Request - Copy out the records below word for word, from the line that contains "Reviewer note: check that each instance of the castle in" through the end of the records, including both of those lines.

— Start Record list —

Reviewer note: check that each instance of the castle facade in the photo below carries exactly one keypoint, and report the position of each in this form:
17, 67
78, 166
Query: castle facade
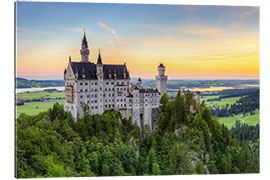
106, 86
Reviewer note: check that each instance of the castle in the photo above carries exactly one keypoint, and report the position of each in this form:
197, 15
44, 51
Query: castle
106, 86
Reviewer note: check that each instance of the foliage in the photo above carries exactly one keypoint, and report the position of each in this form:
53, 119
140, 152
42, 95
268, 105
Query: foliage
52, 144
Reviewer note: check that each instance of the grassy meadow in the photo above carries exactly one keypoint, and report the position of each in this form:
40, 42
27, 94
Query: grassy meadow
40, 94
249, 119
33, 108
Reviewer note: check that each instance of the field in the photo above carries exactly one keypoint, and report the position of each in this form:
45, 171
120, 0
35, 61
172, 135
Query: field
222, 101
33, 108
40, 94
249, 119
230, 121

— End Record list —

Exercise output -
Reviewer note: check that each instance of the castle in the photo above carries exactly one keypoint, and report the position of each in this form:
197, 15
44, 51
Query: castle
106, 86
Reviewer note: check that each instance of the foliage in the photo above carries exactly one keypoint, and report the position of each in this form:
53, 119
140, 152
42, 95
268, 105
Query: foliage
52, 144
Reviewer note: check that each instance of the grassy meadow in the photo above carries exactly one keypoint, and report the position of each in this form:
40, 42
27, 94
Query: grassy meadow
40, 94
249, 119
33, 108
Reviewer note: check that each instance of the field in the photo above carries exactly one keypoint, and report the position of each in this form:
45, 171
120, 0
35, 61
172, 135
Query: field
222, 101
33, 108
40, 94
249, 119
230, 121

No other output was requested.